FRAGMENTO
· · ·
Por lo tanto, hay trampa en esto, hay truco. Porque el que escribe soy yo, el monótono yo de siempre, el viejo que vive en Madrid desde siempre. Así, soy, en el mejor de los casos, un ejecutor testamentario, y en el peor (y siempre es el peor) un impostor, porque al hablar de lo ocurrido lo hago del lado de acá, ya que nos hemos puesto cortazarianos, y el lado de acá está lleno de tics, vicios, cobardías y una fatiga que no es la del cambio de piel, sino la fatiga que lleva instalada en los huesos desde hace ya tanto. Pero eso pasa siempre. Por eso la literatura siempre es mentira, y la literatura es incompatible con la vida, es lo contrario de vivir. Lo que ocurre, y eso ya lo hemos discutido bastante por aquí, es que, para ciertos seres como yo, es decir, como yo, o Yo, si quieren, y por cierto también para el Viajero, en eso no es diferente, ese modo de no vivir es el único modo de vivir posible. Ésa es la excusa, eso es lo que nos permite recurrir a las notas en la libreta Leuchtturm, repasar los libros que se han comprado (abundantes hasta la demencia) y las cosas que se han anotado en ellos, recuperar algunos indicios, objetos, mirar fotos, recurrir al archivo de la memoria del Otro, del que también somos dueños, por más que usurpadores, y pergeñar así una cierta crónica, un cierto informe, más que nada para que la Desmemoria, que es algo que constituye al yo en igual medida que la Memoria que lo funda, no acabe por llevarse más de lo que le corresponde, ya que ante todo viajamos, ante todo transigimos a la metamorfosis, para densificar el tiempo, para convertir en melaza ese hilillo de agua que no deja de descender hacia el Nunca.

 

8.

Éstos son, pues, los santos del viaje (santos llamaba Unamuno a los cromos en Recuerdos de niñez y de mocedad, y también figuras y vistas). O al menos una selección de ellos, hecha un poco al descuido, y dejando correr la pluma, o los dedos por el teclado, que es como yo (ese yo que soy casi siempre) escribo estas entradas. El Viajero acaso apostillaría, o incluso se rebelaría ante el atrevimiento de desvelar sus andanzas (y no hablemos del Doppelganger parisino, que siempre ha llevado muy mal su dependencia absoluta de este ser ajado y pretencioso que soy). Da lo mismo, la literatura siempre es a posteriori. Sólo en los extraños instantes de la iluminación mística nos anticipamos, o, para ser más exacto, nos marchamos del Aquí y el Ahora a un notiempo que es la tierra que nos prometieron las musas cuando empezamos, tan niños, a juntar letras.

 

9.
· · ·
OBJETIVOS
[1] Pasa al inglés esta oración del fragmento: «Por eso la literatura siempre es mentira, y la literatura es incompatible con la vida, es lo contrario de vivir.»
[2] Resume en pocas líneas el párrafo del fragmento que empieza por «Éstos son, pues, los santos del viaje», sin perder sus datos principales.
El listado no hace falta para resolver nada de esto.
· · ·
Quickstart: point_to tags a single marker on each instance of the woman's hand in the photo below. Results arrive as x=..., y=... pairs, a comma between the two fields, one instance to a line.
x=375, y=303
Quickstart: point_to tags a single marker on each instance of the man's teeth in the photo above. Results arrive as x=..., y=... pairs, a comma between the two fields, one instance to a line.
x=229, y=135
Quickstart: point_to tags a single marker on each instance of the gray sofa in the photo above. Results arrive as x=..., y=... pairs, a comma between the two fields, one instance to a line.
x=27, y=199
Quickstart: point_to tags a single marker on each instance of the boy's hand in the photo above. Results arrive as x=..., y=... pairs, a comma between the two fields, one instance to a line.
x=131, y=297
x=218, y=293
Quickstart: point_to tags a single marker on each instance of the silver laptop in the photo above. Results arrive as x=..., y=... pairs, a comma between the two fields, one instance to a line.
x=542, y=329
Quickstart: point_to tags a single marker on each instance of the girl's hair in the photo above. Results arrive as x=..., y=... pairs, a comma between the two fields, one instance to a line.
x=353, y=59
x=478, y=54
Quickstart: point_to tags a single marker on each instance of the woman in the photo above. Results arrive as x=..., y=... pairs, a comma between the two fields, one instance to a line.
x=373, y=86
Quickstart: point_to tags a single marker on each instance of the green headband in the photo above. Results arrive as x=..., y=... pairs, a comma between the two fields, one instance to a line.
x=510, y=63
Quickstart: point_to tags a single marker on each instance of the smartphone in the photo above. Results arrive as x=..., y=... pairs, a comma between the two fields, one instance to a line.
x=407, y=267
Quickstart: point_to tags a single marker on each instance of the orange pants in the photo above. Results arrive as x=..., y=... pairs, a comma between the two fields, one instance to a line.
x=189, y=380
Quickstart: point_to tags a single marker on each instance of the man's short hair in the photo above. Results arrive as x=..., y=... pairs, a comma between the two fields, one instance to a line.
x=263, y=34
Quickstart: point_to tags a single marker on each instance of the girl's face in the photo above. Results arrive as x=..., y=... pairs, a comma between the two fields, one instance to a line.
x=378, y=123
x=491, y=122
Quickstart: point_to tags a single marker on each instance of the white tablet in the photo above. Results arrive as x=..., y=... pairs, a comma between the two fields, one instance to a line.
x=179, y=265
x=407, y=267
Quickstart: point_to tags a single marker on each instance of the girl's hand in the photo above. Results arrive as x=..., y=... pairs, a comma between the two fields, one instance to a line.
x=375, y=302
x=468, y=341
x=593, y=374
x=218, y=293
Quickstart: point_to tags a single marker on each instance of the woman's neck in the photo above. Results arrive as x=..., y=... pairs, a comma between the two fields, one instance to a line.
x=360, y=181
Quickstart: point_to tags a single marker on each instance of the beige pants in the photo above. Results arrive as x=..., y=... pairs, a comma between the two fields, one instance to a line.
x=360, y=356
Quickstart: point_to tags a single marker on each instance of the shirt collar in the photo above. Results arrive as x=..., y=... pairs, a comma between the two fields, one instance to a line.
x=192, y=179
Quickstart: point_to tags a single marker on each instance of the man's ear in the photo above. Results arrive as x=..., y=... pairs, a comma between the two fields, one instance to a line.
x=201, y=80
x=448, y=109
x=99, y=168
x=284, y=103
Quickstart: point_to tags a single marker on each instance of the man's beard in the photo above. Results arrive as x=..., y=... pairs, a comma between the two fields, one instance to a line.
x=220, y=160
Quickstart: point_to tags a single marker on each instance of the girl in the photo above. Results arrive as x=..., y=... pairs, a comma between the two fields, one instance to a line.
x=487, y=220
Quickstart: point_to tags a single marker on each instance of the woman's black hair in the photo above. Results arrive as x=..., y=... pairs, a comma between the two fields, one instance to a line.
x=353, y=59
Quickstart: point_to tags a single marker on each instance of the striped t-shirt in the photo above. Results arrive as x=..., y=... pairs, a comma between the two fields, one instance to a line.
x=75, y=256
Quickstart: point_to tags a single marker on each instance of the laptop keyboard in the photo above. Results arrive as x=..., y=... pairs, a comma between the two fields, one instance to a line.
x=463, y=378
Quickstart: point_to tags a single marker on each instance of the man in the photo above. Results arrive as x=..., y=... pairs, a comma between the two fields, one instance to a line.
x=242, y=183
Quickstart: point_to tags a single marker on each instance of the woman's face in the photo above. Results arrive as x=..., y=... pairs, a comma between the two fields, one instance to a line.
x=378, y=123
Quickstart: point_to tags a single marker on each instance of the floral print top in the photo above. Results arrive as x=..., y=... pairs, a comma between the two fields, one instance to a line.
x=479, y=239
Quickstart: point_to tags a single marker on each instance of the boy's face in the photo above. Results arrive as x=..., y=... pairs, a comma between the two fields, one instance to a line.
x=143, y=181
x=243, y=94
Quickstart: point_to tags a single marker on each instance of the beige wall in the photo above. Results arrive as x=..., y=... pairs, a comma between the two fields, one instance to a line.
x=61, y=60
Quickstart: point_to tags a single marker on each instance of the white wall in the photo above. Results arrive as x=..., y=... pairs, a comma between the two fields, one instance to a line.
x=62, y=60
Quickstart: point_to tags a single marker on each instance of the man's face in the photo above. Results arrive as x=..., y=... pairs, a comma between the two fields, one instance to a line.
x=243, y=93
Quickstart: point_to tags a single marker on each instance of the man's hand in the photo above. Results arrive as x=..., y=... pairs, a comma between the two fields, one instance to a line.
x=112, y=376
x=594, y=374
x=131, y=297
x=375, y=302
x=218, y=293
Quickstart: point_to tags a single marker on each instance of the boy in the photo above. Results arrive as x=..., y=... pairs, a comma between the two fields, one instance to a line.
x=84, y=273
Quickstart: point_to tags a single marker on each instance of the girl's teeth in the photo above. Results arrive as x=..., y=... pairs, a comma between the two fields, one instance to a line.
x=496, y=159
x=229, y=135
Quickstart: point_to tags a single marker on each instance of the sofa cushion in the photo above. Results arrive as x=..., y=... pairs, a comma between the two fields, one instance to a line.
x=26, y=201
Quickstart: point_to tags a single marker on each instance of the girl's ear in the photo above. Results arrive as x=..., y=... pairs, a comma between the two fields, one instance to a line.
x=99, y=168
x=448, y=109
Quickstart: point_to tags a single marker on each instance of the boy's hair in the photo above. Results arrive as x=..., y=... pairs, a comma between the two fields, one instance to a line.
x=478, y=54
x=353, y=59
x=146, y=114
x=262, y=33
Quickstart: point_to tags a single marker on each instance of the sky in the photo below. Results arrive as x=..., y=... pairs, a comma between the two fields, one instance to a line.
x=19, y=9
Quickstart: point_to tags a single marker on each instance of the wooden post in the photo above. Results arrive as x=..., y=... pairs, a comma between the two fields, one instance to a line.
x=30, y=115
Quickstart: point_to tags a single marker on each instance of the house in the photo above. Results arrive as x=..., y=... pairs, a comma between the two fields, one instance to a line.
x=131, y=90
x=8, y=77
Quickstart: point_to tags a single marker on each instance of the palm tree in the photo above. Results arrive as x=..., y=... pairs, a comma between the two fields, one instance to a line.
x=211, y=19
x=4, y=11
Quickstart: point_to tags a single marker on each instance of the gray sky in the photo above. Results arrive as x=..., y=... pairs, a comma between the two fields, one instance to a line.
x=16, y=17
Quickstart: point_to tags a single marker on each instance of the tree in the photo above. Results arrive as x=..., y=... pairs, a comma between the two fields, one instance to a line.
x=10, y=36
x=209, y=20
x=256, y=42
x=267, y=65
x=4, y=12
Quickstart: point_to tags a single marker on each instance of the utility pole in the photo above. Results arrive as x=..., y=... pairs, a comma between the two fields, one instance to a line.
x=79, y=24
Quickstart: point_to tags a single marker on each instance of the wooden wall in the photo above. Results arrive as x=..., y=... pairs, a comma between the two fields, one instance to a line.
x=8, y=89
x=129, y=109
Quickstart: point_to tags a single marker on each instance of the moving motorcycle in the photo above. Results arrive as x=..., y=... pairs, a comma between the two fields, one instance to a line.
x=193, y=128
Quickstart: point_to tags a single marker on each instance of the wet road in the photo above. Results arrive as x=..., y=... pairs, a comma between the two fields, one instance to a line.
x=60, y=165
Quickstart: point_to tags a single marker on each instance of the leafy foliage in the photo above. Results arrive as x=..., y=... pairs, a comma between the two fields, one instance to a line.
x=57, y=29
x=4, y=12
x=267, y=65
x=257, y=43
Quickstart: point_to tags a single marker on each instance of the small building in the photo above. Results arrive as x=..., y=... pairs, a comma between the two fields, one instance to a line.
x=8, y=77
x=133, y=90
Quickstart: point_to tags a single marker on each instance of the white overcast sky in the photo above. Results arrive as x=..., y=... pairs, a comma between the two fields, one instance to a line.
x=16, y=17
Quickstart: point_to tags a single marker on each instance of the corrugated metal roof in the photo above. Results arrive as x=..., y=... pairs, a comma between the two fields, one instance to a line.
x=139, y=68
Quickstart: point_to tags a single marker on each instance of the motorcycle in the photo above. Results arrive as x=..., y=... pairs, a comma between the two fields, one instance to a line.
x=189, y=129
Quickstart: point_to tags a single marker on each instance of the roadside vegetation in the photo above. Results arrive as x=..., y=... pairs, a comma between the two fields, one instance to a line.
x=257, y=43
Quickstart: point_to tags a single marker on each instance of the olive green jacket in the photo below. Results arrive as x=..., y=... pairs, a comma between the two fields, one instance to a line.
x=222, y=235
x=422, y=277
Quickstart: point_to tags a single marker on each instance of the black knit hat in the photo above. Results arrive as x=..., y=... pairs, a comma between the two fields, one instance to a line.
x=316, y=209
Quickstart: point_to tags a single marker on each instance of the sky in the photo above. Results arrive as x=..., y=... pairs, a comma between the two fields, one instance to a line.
· · ·
SOLUCIONES
[1] That is why literature is always a lie, and literature is incompatible with life; it is the opposite of living.

[2] Estos son los santos del viaje, es decir, los cromos, como los llamaba Unamuno en Recuerdos de niñez y de mocedad. Se trata de una selección hecha al descuido, escrita dejando correr la pluma o los dedos por el teclado. El Viajero quizá objetaría que se revelen sus andanzas. El Doppelganger parisino siempre ha llevado mal su dependencia de quien escribe. Eso da igual, porque la literatura siempre es a posteriori. Solo en los instantes de iluminación mística nos anticipamos y nos vamos a un notiempo, la tierra que prometieron las musas.